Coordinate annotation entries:

=-=-=

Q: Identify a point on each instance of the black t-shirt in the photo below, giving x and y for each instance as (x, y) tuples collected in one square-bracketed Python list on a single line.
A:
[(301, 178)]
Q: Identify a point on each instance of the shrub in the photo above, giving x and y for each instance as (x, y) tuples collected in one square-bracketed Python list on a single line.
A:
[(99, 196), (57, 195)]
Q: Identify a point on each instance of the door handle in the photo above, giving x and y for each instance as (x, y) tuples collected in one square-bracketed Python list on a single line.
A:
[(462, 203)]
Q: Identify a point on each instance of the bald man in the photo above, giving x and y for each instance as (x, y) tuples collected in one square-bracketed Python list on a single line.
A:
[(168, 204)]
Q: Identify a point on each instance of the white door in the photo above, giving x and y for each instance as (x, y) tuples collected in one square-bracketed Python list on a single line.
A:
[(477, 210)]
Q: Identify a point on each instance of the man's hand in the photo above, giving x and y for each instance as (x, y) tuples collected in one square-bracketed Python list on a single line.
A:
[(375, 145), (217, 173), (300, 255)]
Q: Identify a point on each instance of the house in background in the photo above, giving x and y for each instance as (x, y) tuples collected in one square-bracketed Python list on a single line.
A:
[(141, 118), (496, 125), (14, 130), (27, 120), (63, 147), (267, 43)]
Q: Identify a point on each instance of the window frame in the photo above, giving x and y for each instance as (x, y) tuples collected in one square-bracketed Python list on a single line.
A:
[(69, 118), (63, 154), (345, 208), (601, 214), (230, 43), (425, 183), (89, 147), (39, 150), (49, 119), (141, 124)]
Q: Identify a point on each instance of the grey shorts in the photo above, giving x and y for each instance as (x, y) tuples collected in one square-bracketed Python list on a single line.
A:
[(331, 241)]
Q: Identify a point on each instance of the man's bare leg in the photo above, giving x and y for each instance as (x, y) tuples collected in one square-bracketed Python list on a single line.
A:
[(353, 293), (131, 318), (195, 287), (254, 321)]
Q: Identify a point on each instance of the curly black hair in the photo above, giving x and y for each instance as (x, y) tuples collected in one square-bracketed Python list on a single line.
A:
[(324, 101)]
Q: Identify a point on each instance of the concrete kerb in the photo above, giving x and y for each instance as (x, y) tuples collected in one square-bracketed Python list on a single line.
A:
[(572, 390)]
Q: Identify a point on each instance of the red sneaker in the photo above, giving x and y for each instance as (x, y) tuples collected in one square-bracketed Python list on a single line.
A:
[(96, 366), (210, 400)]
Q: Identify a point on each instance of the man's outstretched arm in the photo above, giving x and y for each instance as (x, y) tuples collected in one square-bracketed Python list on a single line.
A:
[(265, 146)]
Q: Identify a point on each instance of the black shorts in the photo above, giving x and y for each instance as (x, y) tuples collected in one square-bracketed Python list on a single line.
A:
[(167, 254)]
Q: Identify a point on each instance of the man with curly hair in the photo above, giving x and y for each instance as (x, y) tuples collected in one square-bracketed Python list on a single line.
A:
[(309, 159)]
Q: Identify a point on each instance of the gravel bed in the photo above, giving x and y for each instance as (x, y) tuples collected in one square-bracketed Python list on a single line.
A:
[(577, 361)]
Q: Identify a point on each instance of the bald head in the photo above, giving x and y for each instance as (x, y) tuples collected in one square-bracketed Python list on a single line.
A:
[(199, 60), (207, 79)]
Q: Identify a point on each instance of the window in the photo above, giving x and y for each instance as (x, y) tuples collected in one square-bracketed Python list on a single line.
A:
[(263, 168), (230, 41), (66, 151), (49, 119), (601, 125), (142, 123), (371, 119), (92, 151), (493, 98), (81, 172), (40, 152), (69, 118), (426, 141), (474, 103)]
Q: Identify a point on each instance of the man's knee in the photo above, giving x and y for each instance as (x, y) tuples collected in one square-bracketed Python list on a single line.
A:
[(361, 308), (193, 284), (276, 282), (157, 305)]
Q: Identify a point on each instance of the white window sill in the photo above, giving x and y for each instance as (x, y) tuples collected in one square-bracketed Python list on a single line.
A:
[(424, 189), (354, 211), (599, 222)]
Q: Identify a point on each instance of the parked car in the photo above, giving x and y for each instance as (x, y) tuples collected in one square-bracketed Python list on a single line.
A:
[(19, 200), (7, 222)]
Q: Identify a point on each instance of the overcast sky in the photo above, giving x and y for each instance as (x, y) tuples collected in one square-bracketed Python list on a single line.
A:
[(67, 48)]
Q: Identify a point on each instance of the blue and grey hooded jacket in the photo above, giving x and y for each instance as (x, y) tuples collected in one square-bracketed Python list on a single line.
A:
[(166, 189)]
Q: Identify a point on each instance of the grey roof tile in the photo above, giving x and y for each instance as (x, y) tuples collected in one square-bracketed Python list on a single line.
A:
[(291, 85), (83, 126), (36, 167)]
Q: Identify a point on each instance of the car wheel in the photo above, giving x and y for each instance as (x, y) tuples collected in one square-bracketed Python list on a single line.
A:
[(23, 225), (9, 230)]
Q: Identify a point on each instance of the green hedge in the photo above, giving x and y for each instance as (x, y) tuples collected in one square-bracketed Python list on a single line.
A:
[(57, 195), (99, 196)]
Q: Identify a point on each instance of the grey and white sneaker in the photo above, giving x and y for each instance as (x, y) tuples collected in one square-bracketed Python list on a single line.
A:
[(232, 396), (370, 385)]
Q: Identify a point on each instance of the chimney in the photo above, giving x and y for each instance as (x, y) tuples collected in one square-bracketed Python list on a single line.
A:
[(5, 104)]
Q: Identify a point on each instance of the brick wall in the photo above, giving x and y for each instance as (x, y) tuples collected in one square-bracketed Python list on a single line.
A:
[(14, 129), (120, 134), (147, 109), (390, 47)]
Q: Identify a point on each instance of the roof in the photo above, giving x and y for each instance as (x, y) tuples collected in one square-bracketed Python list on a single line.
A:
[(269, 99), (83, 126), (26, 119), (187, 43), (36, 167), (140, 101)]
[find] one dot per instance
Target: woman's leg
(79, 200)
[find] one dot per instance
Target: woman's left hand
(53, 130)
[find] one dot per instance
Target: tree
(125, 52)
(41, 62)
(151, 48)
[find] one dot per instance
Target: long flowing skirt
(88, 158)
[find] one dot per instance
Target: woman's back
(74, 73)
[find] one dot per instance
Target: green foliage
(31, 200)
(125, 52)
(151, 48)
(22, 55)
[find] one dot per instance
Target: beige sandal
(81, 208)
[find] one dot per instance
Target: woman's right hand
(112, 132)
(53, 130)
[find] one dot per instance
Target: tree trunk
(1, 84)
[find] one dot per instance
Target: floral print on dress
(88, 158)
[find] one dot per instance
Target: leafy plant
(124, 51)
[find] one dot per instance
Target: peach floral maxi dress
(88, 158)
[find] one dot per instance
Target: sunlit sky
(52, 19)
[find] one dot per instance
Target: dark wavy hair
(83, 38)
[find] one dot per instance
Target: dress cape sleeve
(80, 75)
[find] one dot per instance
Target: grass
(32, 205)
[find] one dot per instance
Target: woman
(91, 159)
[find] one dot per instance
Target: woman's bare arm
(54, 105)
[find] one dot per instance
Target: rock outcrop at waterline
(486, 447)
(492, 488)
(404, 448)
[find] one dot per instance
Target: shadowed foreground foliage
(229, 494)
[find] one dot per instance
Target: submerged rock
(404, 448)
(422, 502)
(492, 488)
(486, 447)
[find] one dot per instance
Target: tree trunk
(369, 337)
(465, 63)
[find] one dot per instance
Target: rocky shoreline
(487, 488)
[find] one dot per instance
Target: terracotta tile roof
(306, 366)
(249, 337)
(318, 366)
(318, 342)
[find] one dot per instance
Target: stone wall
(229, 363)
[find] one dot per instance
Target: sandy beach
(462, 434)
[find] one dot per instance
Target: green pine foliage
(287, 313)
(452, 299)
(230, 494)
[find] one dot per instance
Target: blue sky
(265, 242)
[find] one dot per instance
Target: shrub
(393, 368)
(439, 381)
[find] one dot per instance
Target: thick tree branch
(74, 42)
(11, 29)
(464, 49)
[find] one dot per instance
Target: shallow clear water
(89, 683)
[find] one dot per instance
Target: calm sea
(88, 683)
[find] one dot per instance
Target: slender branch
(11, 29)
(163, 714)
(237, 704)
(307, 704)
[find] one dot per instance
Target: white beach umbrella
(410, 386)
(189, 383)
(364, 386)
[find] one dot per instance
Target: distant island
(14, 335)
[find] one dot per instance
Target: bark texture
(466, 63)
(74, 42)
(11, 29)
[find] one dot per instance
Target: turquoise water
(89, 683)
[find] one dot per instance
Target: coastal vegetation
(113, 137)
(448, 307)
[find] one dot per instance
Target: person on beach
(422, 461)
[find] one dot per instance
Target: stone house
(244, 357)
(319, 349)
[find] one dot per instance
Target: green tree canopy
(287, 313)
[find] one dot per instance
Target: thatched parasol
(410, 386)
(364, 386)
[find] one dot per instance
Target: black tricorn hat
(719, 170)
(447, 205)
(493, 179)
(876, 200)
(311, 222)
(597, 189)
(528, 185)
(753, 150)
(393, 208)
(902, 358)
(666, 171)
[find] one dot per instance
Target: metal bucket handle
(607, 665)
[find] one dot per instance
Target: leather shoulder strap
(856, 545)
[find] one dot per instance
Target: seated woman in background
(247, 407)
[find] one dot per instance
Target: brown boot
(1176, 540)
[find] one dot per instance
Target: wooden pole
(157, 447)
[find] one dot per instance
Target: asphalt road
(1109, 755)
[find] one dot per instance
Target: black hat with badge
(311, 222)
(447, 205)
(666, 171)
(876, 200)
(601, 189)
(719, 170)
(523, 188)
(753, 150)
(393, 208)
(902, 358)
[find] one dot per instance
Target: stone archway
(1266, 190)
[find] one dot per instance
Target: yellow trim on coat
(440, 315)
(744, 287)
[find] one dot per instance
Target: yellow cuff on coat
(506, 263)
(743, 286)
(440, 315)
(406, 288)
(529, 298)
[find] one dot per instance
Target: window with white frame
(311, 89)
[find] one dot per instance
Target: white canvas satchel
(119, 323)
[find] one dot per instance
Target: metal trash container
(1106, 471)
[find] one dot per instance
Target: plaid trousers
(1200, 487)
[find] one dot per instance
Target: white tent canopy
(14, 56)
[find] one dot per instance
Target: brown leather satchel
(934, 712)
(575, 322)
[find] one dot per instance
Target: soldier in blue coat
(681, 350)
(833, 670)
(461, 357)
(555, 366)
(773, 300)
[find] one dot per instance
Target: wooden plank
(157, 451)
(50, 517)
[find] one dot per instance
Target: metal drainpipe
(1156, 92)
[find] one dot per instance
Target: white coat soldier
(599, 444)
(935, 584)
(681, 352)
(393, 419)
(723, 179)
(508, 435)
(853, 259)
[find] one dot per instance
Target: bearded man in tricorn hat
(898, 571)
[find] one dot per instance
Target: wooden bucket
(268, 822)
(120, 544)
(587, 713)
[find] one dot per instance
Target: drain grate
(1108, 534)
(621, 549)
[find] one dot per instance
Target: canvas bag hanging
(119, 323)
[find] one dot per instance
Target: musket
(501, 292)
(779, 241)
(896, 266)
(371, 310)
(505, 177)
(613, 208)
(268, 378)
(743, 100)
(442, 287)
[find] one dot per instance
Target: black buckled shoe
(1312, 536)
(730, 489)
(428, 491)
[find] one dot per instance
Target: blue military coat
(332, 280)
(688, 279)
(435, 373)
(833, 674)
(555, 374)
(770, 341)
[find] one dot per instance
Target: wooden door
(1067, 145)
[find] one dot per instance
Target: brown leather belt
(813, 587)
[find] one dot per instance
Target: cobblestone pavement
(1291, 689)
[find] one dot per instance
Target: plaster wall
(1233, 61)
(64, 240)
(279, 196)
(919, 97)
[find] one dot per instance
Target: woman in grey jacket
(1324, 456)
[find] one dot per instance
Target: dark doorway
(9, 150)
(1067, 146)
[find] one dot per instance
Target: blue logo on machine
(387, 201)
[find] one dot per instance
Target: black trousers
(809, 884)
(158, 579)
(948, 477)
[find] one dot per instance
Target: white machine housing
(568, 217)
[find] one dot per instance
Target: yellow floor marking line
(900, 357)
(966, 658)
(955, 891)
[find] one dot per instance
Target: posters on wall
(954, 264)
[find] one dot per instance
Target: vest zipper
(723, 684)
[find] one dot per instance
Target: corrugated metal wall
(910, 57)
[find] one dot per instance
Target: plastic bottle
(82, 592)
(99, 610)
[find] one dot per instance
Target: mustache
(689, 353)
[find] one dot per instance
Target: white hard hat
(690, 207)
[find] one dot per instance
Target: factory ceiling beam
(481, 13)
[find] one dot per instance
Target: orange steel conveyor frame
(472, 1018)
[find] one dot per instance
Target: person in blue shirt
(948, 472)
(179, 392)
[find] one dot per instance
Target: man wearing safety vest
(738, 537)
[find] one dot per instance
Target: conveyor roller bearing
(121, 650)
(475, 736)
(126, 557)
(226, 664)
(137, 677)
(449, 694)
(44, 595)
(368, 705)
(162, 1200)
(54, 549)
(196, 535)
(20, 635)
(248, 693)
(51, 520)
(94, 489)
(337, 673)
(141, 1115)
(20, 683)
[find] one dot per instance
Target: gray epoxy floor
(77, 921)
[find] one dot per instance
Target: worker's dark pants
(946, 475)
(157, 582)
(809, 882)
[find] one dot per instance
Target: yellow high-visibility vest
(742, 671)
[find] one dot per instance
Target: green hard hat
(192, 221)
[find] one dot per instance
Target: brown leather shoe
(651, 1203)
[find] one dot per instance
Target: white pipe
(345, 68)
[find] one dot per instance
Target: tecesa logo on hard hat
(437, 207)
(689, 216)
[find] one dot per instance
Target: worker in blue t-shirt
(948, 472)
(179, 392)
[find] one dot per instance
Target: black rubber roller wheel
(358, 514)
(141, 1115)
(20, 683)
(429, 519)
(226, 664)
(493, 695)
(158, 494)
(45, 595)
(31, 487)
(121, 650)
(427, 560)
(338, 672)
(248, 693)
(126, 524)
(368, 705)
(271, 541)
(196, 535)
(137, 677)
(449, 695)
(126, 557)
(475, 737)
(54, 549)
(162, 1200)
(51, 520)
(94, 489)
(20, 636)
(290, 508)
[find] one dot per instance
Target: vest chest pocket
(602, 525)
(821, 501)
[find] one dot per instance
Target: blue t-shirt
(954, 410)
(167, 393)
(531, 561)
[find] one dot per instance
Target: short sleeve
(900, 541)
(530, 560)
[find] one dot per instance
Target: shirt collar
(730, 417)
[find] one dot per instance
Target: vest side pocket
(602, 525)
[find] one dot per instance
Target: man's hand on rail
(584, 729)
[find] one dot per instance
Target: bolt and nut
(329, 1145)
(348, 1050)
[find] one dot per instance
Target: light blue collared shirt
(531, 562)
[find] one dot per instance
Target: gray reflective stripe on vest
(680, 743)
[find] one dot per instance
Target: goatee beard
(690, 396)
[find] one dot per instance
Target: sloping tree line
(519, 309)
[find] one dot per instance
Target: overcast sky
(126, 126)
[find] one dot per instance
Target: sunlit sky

=-=-=

• REQUIRED TASK:
Report every line in the records above that contains the word "beach", copying each such line in full.

• THE RESULT:
Target: sandy beach
Target: white beach umbrella
Target: person on beach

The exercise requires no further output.